● Exercise description
Reproduce the records below, swapping every occurrence of "one point per instance" for "one point for each occurrence" and leaving everything else as it stands.

● Data provided

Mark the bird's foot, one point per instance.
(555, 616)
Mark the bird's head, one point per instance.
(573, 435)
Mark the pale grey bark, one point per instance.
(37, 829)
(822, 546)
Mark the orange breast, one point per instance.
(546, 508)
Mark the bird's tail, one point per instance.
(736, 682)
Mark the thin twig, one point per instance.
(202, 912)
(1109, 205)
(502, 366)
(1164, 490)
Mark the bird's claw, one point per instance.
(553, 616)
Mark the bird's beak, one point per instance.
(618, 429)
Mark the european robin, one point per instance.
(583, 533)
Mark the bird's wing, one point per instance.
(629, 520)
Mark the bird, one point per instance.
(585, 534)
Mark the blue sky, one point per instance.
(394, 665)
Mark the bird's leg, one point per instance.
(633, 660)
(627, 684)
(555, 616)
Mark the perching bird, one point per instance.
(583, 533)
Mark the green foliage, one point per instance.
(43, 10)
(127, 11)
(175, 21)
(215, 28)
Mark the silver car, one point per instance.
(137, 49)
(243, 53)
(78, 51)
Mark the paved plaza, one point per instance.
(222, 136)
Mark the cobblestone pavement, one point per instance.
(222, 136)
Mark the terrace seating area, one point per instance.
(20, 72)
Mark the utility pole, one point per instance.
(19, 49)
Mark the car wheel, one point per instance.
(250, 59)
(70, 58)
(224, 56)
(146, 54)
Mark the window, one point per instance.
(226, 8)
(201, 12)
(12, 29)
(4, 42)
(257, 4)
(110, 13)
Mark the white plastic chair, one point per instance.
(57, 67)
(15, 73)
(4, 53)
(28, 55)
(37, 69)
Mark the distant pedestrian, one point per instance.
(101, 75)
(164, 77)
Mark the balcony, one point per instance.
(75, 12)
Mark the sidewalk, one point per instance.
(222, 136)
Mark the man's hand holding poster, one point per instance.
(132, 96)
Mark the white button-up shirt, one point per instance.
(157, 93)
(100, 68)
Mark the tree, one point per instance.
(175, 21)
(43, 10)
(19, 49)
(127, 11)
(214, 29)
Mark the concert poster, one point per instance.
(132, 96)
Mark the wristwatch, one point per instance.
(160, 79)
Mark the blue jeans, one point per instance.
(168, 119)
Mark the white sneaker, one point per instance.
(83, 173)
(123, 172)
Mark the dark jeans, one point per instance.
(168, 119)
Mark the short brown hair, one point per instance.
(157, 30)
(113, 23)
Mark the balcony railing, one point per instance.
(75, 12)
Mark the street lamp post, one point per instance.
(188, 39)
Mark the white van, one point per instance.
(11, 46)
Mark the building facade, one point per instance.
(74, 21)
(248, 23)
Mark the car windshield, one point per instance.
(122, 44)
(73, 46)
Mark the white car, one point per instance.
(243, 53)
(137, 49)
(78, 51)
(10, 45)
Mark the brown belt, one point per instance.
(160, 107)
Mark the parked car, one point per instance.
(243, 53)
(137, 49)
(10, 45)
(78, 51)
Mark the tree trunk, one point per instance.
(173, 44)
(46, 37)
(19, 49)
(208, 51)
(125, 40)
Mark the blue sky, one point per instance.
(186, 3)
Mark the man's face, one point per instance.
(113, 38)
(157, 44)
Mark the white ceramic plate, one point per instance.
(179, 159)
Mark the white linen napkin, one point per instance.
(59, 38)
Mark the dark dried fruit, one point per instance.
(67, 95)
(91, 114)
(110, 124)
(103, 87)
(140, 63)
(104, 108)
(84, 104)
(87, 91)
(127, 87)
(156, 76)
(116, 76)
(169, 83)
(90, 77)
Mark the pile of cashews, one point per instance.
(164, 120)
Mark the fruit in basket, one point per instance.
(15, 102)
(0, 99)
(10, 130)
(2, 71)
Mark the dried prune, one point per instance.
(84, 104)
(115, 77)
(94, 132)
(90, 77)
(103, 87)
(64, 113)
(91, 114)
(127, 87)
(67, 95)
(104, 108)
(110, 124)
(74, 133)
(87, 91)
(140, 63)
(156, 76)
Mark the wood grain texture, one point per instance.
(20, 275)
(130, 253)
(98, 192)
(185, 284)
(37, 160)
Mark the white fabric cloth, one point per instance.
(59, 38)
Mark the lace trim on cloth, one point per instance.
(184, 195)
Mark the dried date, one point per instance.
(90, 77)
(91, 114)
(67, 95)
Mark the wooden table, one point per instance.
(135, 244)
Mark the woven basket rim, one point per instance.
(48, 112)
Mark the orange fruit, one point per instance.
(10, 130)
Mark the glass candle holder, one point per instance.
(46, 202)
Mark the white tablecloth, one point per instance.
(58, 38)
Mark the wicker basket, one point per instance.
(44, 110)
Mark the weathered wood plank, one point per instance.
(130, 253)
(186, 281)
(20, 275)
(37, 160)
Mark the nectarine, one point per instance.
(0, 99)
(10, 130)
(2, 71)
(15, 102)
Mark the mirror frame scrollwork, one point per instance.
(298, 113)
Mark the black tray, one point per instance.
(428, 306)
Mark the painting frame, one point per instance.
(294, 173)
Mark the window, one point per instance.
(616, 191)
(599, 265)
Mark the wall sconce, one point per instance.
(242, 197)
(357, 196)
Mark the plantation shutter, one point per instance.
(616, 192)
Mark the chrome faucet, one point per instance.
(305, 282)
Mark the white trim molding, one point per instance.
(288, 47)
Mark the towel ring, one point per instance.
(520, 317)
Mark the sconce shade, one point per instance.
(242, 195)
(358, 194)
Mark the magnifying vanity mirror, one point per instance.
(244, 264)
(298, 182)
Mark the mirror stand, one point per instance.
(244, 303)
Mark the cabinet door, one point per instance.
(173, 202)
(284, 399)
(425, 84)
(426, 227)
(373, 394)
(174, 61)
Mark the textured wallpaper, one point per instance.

● Task solution
Mark the bird's foot, one point for each occurrence.
(555, 616)
Mark the bird's head, one point for each occurrence.
(573, 435)
Mark the pale grey bark, one point for each occurrence.
(37, 829)
(822, 546)
Mark the orange breast, one point for each occurrence.
(546, 508)
Mark the bird's tail, one point for each occurrence.
(736, 682)
Mark the thin twig, one point for each occurrence.
(202, 912)
(1109, 205)
(502, 366)
(1164, 490)
Mark the bird's claw, one point for each occurrence.
(553, 616)
Mark the bird's beak, one point for each occurrence.
(618, 429)
Mark the european robin, one point for each occurrence.
(583, 533)
Mark the bird's wing, one point for each occurrence.
(629, 520)
Mark the bird, one point for each occurrence.
(585, 534)
Mark the blue sky, one point for each occurrence.
(394, 665)
Mark the bird's leg, one point for each occurrence.
(633, 660)
(627, 684)
(555, 616)
Mark the perching bird, one point for each occurrence.
(583, 533)
Mark the green foliage, one point for each occurrence.
(43, 10)
(127, 11)
(175, 21)
(215, 28)
Mark the silver car, one point for each occurrence.
(137, 49)
(243, 53)
(78, 51)
Mark the paved plaza, one point for each occurrence.
(222, 136)
Mark the cobblestone pavement, one point for each occurrence.
(222, 136)
Mark the terrace seating area, one point for each occurrence.
(20, 72)
Mark the utility pole, one point for each occurrence.
(19, 49)
Mark the car wheel, one point for each occurrence.
(250, 59)
(70, 58)
(224, 56)
(146, 54)
Mark the window, one point for each occurrence.
(226, 8)
(201, 12)
(12, 29)
(4, 42)
(257, 4)
(110, 13)
Mark the white plastic chair, one point for each occurrence.
(57, 67)
(15, 73)
(4, 53)
(28, 55)
(37, 69)
Mark the distant pedestrian, one point for each occurrence.
(101, 75)
(164, 77)
Mark the balcony, one point for each occurrence.
(75, 12)
Mark the sidewalk, one point for each occurrence.
(222, 136)
Mark the man's hand holding poster, one point for each occurrence.
(132, 96)
Mark the white button-up shirt, one point for each occurrence.
(157, 93)
(100, 68)
Mark the tree, one point for each occurrence.
(175, 21)
(43, 10)
(19, 49)
(127, 11)
(214, 29)
Mark the concert poster, one point for each occurrence.
(132, 96)
Mark the wristwatch, one point for each occurrence.
(160, 79)
Mark the blue jeans, one point for each occurrence.
(168, 119)
Mark the white sneaker, one point for each occurrence.
(83, 173)
(123, 172)
Mark the dark jeans, one point for each occurrence.
(168, 119)
Mark the short brown hair, one point for each occurrence.
(157, 30)
(113, 23)
Mark the balcony railing, one point for each occurrence.
(75, 12)
Mark the street lamp post, one point for each occurrence.
(188, 39)
Mark the white van, one point for each occurrence.
(11, 46)
Mark the building facade, one point for each occurrence.
(74, 21)
(248, 23)
Mark the car windshield, one point for each occurrence.
(122, 44)
(73, 46)
Mark the white car, one point for each occurrence.
(243, 53)
(137, 49)
(78, 51)
(10, 45)
Mark the brown belt, one point for each occurrence.
(160, 107)
Mark the parked car, one point for each occurrence.
(243, 53)
(137, 49)
(10, 45)
(78, 51)
Mark the tree trunk, one point for each occurrence.
(173, 44)
(46, 37)
(19, 49)
(208, 51)
(125, 40)
Mark the blue sky, one point for each occurrence.
(186, 3)
Mark the man's face, one point for each occurrence.
(113, 38)
(157, 44)
Mark the white ceramic plate, one point for each occurrence.
(179, 159)
Mark the white linen napkin, one point for each occurrence.
(59, 38)
Mark the dark dried fruit, one point for each occurrence.
(67, 95)
(91, 114)
(110, 124)
(103, 87)
(140, 63)
(104, 108)
(84, 104)
(87, 91)
(127, 87)
(156, 76)
(116, 76)
(169, 83)
(90, 77)
Mark the pile of cashews, one point for each occurrence.
(164, 120)
Mark the fruit in basket, one point for each occurrence.
(15, 102)
(0, 99)
(10, 130)
(2, 71)
Mark the dried prune, one point for each occurrence.
(84, 104)
(115, 77)
(94, 132)
(90, 77)
(103, 87)
(64, 113)
(91, 114)
(127, 87)
(67, 95)
(104, 108)
(110, 124)
(74, 133)
(87, 91)
(140, 63)
(156, 76)
Mark the wood grain texture, one point for each occurrence.
(20, 275)
(130, 253)
(98, 192)
(185, 284)
(37, 160)
Mark the white fabric cloth, one point for each occurrence.
(59, 38)
Mark the lace trim on cloth, one point for each occurrence.
(184, 195)
Mark the dried date, one point for each occurrence.
(90, 77)
(91, 114)
(67, 95)
Mark the wooden table, one point for each occurrence.
(135, 244)
Mark the woven basket rim, one point for each occurrence.
(48, 112)
Mark the orange fruit, one point for each occurrence.
(10, 130)
Mark the glass candle holder, one point for each occurrence.
(46, 202)
Mark the white tablecloth, one point for each occurrence.
(58, 38)
Mark the wicker basket, one point for each occurrence.
(44, 110)
Mark the weathered wood plank, one point for each occurrence.
(130, 253)
(186, 281)
(20, 275)
(37, 160)
Mark the nectarine, one point for each occurrence.
(0, 99)
(10, 130)
(2, 71)
(15, 102)
Mark the mirror frame scrollwork, one point for each occurrence.
(298, 113)
Mark the black tray, one point for each occurrence.
(428, 306)
Mark the painting frame, one point for each occurrence.
(294, 173)
Mark the window, one point for each occurrence.
(616, 191)
(599, 265)
Mark the wall sconce, one point for each occurrence.
(242, 197)
(357, 196)
Mark the plantation shutter, one point for each occurrence.
(616, 192)
Mark the chrome faucet, one point for each occurrence.
(305, 282)
Mark the white trim molding, one point for each occurrence.
(288, 47)
Mark the towel ring, one point for each occurrence.
(520, 317)
Mark the sconce shade, one point for each occurrence.
(242, 195)
(358, 194)
Mark the magnifying vanity mirror, one point for each occurrence.
(244, 264)
(298, 182)
Mark the mirror stand, one point for each occurrence.
(244, 303)
Mark the cabinet door, one point for each occurrence.
(173, 202)
(284, 399)
(425, 84)
(426, 227)
(373, 394)
(174, 61)
Mark the textured wallpaper, one point for each occurrence.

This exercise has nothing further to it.